» DOCUMENT TEXT:

****************************************

Mark Trahant: Financial system rivals natural disaster
"Line by line a national narrative is being advanced: We're going to rescue (fill in the blank) from the mortgage catastrophe. I say "fill in the blank" because we don't yet know whom or what will be helped. Both Congress and the Bush administration are looking for ways to scribble names into that space.

By any measure, the size of this calamity rivals that of a natural disaster.

About 600,000 Americans already are facing foreclosure -- and about 2 million subprime mortgages were supposed to reset in the next year and a half. The word "reset" doesn't sound as bad as an absolute order for families to tack on an additional $400 or $500 a month on their current house payment.

"Some homeowners will be able to afford their new payments without trouble and many others will qualify for a refinanced, fixed-rate mortgage on their own," said U.S. Treasury Undersecretary for Domestic Finance Robert Steel.

****************************************

» WRITTEN EXERCISE:
Please copy everything in the mortgage crisis column from "About 600,000 Americans" down to "Finance Robert Steel.". Work from the mortgage crisis column alone.

Some records
****************************************

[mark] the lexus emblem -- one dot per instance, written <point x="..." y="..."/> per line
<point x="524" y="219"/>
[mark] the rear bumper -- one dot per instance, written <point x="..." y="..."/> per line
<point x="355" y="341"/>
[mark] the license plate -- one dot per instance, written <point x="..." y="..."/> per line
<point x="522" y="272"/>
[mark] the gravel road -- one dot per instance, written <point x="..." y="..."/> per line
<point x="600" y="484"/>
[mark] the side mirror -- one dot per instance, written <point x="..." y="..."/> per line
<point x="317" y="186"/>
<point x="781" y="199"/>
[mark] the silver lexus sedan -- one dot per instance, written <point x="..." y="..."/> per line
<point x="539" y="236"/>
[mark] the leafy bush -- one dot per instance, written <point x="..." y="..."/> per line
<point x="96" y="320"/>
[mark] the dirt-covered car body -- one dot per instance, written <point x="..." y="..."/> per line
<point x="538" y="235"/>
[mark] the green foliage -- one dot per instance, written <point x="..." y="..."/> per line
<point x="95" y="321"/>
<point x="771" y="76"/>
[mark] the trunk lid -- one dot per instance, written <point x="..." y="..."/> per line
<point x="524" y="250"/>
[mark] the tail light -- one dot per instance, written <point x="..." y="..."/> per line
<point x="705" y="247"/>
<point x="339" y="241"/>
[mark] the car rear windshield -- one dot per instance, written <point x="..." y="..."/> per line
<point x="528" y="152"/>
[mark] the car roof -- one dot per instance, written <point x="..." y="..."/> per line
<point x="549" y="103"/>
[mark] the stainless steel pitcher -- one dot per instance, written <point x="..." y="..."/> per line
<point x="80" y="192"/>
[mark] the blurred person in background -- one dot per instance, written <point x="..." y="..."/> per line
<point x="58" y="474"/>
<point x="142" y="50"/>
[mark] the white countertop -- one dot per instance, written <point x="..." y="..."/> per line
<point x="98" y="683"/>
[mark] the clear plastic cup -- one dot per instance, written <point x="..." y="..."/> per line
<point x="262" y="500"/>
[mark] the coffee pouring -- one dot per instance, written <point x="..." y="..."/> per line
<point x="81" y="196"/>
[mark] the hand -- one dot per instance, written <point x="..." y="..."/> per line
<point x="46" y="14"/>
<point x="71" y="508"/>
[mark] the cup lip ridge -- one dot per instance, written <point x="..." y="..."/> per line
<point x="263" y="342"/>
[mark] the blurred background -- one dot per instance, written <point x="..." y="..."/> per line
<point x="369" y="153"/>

****************************************

» ANSWER FOR THIS EXERCISE:
About 600,000 Americans already are facing foreclosure -- and about 2 million subprime mortgages were supposed to reset in the next year and a half. The word "reset" doesn't sound as bad as an absolute order for families to tack on an additional $400 or $500 a month on their current house payment.

"Some homeowners will be able to afford their new payments without trouble and many others will qualify for a refinanced, fixed-rate mortgage on their own," said U.S. Treasury Undersecretary for Domestic Finance Robert Steel.